▶ The task
Rewrite everything from the line containing "Where can the blue" down to the line containing "x=303, y=188", both included, as a Markdown table with the columns Row and Line. Give each line its own numbered row, and leave out blank lines.

▶ Records for the task
- - -

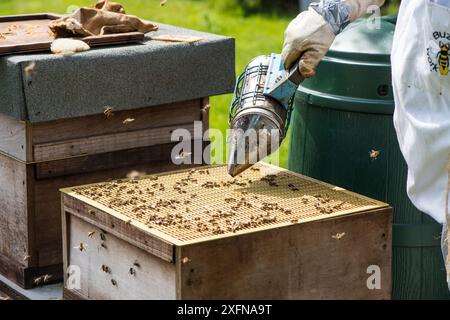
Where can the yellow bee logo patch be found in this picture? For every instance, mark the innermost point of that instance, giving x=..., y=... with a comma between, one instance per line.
x=443, y=59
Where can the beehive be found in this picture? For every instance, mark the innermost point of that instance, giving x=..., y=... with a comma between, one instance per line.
x=198, y=233
x=54, y=133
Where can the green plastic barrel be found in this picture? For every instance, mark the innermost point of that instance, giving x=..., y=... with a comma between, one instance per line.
x=340, y=116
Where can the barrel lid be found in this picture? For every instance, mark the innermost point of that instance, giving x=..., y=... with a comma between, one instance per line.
x=355, y=75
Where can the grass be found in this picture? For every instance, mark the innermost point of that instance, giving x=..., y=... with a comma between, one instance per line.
x=255, y=35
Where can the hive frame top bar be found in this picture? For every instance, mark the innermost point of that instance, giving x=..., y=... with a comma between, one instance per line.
x=369, y=204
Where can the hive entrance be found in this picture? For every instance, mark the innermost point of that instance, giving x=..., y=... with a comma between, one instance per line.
x=199, y=203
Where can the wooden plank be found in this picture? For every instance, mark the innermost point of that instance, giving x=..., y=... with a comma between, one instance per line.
x=105, y=143
x=105, y=161
x=96, y=125
x=48, y=209
x=303, y=261
x=150, y=278
x=13, y=137
x=119, y=227
x=14, y=236
x=72, y=295
x=18, y=138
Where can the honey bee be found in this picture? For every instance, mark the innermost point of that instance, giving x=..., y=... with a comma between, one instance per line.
x=47, y=278
x=338, y=236
x=81, y=247
x=28, y=70
x=106, y=269
x=183, y=155
x=38, y=281
x=185, y=260
x=443, y=59
x=108, y=111
x=374, y=154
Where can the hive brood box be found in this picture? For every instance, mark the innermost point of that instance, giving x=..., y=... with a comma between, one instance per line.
x=200, y=234
x=53, y=133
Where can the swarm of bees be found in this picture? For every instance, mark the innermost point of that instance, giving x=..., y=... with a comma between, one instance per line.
x=180, y=205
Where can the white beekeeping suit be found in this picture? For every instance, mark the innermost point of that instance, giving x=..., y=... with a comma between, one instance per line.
x=421, y=82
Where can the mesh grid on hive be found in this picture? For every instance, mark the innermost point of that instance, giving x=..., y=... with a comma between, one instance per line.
x=199, y=203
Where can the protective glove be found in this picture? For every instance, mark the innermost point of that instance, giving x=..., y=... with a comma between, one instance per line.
x=310, y=35
x=99, y=21
x=109, y=6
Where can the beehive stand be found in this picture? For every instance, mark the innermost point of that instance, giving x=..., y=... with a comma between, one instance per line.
x=204, y=226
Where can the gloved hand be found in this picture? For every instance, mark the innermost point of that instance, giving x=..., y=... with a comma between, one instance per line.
x=99, y=21
x=310, y=35
x=109, y=6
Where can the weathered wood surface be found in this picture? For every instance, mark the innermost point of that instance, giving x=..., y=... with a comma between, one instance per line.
x=131, y=272
x=322, y=257
x=302, y=261
x=68, y=138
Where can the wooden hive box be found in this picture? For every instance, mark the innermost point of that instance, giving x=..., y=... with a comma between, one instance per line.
x=38, y=159
x=199, y=234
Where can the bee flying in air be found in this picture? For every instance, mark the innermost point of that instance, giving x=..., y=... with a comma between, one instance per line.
x=443, y=59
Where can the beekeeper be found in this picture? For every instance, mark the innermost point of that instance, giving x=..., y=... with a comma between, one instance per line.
x=421, y=82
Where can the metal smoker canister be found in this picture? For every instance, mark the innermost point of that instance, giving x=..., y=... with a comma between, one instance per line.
x=251, y=109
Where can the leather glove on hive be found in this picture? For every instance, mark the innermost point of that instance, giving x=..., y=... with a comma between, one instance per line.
x=106, y=18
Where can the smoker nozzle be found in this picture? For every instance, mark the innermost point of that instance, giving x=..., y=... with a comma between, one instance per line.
x=253, y=137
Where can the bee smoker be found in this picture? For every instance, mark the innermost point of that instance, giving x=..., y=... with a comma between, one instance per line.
x=262, y=104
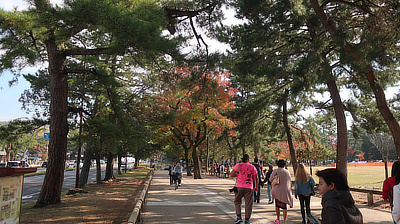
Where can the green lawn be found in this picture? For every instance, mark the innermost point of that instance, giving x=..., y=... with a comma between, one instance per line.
x=362, y=176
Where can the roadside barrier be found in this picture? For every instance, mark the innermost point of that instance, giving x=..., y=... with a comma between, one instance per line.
x=140, y=207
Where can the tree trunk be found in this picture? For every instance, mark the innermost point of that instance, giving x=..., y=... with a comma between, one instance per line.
x=196, y=164
x=384, y=108
x=98, y=171
x=8, y=153
x=53, y=181
x=136, y=163
x=109, y=168
x=207, y=157
x=87, y=162
x=370, y=75
x=188, y=173
x=386, y=168
x=288, y=133
x=119, y=164
x=341, y=125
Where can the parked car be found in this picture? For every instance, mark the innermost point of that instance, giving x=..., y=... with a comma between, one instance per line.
x=17, y=164
x=75, y=163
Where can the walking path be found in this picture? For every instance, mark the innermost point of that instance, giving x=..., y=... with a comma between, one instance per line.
x=208, y=200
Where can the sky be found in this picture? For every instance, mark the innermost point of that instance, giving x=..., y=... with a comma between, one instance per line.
x=11, y=108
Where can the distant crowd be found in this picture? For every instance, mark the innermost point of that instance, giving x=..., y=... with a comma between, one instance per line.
x=338, y=206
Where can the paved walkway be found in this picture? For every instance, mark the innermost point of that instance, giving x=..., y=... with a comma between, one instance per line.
x=208, y=200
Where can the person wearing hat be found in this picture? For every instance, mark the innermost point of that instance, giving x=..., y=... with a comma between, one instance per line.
x=246, y=173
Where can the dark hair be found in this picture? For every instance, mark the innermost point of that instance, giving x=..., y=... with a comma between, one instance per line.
x=281, y=163
x=395, y=168
x=245, y=158
x=396, y=172
x=333, y=175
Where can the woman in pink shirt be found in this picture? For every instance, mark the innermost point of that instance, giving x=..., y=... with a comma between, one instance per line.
x=245, y=173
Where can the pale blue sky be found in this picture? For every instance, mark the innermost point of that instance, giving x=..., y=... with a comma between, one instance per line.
x=11, y=108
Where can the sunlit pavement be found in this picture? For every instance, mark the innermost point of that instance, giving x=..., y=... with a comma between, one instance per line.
x=208, y=200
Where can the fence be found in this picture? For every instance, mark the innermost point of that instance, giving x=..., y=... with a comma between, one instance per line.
x=140, y=207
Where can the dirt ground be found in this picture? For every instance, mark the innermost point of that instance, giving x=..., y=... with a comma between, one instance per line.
x=379, y=203
x=111, y=202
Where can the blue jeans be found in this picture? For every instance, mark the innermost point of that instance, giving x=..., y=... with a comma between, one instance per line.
x=304, y=202
x=269, y=187
x=257, y=194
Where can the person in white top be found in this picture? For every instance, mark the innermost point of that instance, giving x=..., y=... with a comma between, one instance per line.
x=222, y=171
x=396, y=199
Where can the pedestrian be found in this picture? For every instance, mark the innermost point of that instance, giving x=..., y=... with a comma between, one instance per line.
x=222, y=171
x=257, y=194
x=245, y=173
x=389, y=183
x=178, y=170
x=170, y=167
x=396, y=199
x=269, y=185
x=337, y=203
x=281, y=190
x=303, y=188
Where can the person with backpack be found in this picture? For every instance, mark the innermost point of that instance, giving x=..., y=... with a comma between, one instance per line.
x=396, y=198
x=338, y=205
x=257, y=194
x=281, y=190
x=245, y=173
x=389, y=183
x=303, y=189
x=269, y=184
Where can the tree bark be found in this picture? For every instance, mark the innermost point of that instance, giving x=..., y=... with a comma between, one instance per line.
x=370, y=75
x=52, y=184
x=196, y=164
x=288, y=133
x=341, y=125
x=87, y=162
x=109, y=168
x=98, y=171
x=207, y=157
x=188, y=173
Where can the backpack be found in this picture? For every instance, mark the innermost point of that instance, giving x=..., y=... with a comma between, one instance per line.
x=258, y=172
x=390, y=195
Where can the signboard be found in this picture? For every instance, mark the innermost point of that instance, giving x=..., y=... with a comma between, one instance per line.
x=10, y=199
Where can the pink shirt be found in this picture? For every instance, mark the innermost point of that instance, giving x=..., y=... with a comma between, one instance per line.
x=245, y=175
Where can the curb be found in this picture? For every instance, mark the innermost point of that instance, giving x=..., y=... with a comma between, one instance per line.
x=136, y=215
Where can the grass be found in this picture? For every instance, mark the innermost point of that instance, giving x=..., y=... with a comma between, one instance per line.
x=111, y=202
x=369, y=177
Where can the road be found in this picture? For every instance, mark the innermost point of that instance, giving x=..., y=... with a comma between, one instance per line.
x=33, y=184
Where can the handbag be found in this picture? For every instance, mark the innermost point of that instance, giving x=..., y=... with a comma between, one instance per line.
x=234, y=189
x=275, y=181
x=312, y=188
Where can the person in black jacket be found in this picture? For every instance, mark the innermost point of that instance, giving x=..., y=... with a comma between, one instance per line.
x=269, y=184
x=337, y=203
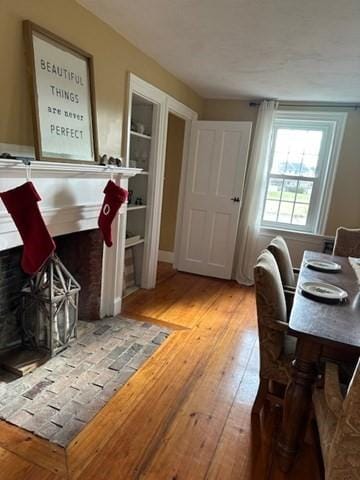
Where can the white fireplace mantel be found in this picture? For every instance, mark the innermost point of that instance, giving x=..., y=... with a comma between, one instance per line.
x=72, y=195
x=16, y=168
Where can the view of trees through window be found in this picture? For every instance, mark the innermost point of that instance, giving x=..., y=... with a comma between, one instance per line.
x=292, y=175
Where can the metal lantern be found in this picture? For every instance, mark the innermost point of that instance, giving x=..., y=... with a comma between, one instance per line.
x=50, y=308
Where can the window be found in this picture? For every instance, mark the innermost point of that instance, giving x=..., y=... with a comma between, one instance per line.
x=303, y=156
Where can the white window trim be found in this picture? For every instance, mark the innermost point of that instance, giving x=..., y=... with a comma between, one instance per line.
x=338, y=119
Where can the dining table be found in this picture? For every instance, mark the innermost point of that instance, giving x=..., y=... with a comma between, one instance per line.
x=318, y=327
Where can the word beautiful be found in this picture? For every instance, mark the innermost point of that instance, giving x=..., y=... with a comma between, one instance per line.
x=61, y=72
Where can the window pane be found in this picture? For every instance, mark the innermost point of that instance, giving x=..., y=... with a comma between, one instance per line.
x=296, y=151
x=300, y=214
x=274, y=189
x=308, y=168
x=304, y=192
x=270, y=211
x=285, y=212
x=290, y=188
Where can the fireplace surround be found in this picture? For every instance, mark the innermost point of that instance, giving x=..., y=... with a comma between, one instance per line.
x=72, y=196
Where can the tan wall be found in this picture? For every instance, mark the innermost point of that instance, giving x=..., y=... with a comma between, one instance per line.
x=345, y=203
x=114, y=57
x=174, y=150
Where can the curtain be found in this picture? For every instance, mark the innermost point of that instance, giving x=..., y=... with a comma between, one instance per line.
x=250, y=217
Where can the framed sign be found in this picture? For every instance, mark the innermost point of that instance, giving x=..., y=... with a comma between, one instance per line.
x=63, y=97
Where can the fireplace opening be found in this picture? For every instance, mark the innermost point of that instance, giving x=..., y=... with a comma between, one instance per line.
x=82, y=255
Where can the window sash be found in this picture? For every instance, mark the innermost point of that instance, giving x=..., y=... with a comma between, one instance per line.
x=315, y=208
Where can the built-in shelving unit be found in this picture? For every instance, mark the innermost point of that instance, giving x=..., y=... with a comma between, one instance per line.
x=141, y=133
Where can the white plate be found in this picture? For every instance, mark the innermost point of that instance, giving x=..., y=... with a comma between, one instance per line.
x=324, y=290
x=323, y=265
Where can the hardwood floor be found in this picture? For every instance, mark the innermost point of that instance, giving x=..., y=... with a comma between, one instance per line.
x=186, y=413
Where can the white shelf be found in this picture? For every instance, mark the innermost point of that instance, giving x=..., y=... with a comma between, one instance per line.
x=141, y=135
x=136, y=207
x=132, y=244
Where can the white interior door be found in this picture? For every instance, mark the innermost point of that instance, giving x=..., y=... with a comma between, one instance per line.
x=212, y=196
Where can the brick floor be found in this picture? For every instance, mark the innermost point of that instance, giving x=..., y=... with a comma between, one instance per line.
x=60, y=397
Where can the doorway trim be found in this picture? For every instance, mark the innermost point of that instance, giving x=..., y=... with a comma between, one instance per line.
x=180, y=110
x=166, y=104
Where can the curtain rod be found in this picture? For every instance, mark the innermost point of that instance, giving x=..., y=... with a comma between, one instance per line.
x=318, y=105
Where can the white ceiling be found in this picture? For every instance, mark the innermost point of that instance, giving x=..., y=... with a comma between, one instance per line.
x=304, y=50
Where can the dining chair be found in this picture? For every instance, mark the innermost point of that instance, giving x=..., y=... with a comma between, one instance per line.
x=277, y=349
x=338, y=420
x=347, y=242
x=288, y=273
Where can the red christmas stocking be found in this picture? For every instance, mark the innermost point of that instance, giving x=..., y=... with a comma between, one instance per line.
x=114, y=197
x=21, y=203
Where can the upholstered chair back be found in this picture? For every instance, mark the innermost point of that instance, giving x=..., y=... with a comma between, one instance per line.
x=272, y=316
x=279, y=249
x=347, y=242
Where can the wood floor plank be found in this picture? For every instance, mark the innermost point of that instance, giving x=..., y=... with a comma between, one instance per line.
x=13, y=467
x=187, y=354
x=32, y=448
x=186, y=413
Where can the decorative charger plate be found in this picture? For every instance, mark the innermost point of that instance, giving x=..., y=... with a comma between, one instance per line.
x=323, y=266
x=323, y=291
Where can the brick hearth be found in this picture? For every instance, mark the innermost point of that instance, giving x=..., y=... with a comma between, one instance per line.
x=60, y=397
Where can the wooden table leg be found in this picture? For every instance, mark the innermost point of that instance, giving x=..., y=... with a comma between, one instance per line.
x=297, y=401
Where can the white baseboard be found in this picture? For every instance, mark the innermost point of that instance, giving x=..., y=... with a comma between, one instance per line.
x=166, y=256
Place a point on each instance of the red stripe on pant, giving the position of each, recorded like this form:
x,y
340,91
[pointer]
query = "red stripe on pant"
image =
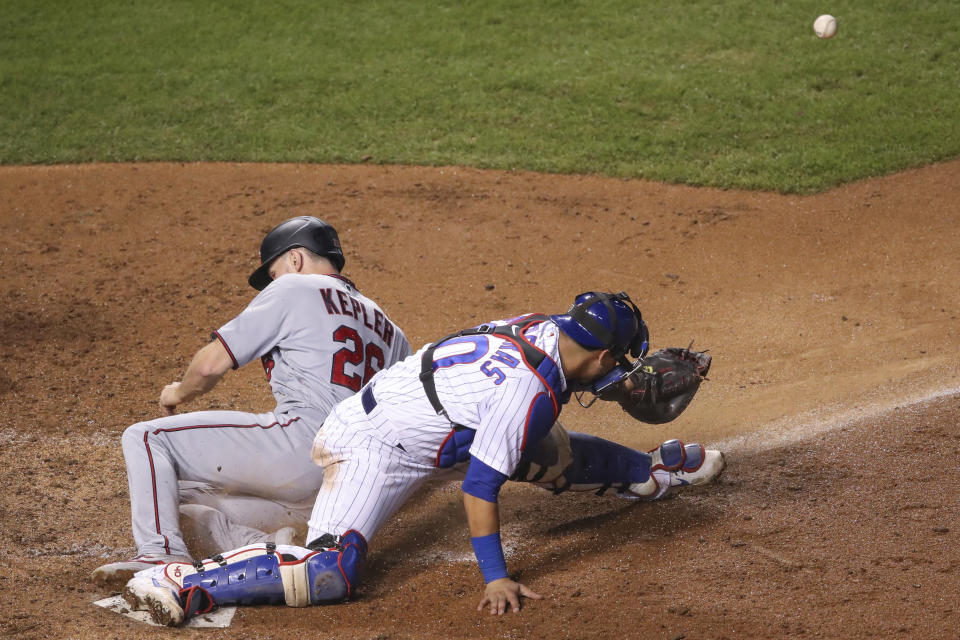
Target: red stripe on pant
x,y
153,475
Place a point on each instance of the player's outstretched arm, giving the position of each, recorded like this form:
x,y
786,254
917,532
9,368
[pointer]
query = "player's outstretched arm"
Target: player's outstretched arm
x,y
501,592
207,368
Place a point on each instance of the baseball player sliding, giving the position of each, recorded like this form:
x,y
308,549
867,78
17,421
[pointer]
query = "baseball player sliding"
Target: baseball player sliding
x,y
488,397
319,340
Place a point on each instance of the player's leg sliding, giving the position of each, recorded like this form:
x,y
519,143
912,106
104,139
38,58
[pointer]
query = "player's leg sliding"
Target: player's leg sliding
x,y
599,465
326,572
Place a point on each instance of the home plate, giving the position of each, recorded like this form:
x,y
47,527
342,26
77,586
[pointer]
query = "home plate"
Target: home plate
x,y
219,618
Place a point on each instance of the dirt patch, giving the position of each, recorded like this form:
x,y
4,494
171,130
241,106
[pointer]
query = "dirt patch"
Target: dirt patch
x,y
837,516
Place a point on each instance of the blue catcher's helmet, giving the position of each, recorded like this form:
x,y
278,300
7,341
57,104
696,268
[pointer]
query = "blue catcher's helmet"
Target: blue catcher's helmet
x,y
606,321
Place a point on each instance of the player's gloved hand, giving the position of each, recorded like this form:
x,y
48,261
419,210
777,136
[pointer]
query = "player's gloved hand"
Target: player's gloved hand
x,y
500,593
662,388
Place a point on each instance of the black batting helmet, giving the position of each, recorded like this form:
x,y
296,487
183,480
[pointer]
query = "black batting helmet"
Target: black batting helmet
x,y
303,231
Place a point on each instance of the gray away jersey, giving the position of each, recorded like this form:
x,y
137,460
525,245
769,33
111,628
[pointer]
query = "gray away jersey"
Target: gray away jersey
x,y
319,340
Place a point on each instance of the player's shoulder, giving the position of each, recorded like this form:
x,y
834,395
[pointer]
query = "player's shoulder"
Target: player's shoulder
x,y
299,281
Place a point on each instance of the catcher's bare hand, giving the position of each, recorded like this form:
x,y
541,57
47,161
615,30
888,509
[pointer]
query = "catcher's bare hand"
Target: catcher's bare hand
x,y
169,399
500,593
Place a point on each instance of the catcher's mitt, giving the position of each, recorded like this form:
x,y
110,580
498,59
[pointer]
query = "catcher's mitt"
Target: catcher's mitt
x,y
663,386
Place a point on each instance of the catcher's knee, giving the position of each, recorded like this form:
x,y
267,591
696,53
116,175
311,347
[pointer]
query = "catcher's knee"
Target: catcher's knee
x,y
548,460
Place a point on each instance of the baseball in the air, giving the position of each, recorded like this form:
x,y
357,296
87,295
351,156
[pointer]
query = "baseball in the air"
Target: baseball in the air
x,y
825,26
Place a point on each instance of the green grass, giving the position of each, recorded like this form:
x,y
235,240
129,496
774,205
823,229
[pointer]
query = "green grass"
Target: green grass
x,y
727,93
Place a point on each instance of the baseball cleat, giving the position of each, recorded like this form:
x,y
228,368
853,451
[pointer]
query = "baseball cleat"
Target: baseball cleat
x,y
709,469
146,594
116,574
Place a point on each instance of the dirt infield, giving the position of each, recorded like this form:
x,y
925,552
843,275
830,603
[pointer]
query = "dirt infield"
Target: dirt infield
x,y
835,390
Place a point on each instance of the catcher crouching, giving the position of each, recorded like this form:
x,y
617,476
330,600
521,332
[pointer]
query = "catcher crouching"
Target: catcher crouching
x,y
485,399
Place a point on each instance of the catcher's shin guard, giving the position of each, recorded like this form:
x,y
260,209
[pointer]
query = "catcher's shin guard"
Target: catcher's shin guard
x,y
325,572
329,574
600,464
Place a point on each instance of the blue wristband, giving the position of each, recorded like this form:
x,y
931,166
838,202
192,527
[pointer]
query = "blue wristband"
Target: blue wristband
x,y
489,554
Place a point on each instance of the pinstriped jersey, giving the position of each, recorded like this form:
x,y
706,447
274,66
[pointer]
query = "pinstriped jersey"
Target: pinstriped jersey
x,y
318,338
482,383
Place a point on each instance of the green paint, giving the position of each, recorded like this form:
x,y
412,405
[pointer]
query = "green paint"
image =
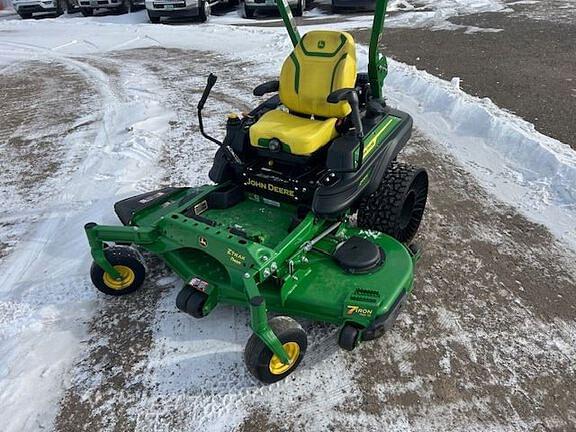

- - -

▶ Completed task
| Row | Line |
|---|---|
| 1 | Where can the blue jeans be found in this picture? For every instance, mark the innermost point of that instance, giving x=..., y=... with a comma between, one instance per line. |
| 2 | x=304, y=202 |
| 3 | x=269, y=187 |
| 4 | x=257, y=194 |
| 5 | Where can the person in white top be found in this picture? For every instance, mark the innermost point of that instance, giving x=..., y=... with a comma between, one instance per line. |
| 6 | x=222, y=171 |
| 7 | x=396, y=199 |
| 8 | Where can the pedestrian be found in this picture? For every instance, mark the innermost point of that instance, giving x=..., y=... with a comma between, one instance per line. |
| 9 | x=222, y=171 |
| 10 | x=257, y=194 |
| 11 | x=245, y=173 |
| 12 | x=389, y=183 |
| 13 | x=178, y=170 |
| 14 | x=170, y=167 |
| 15 | x=396, y=199 |
| 16 | x=269, y=185 |
| 17 | x=337, y=203 |
| 18 | x=281, y=190 |
| 19 | x=303, y=188 |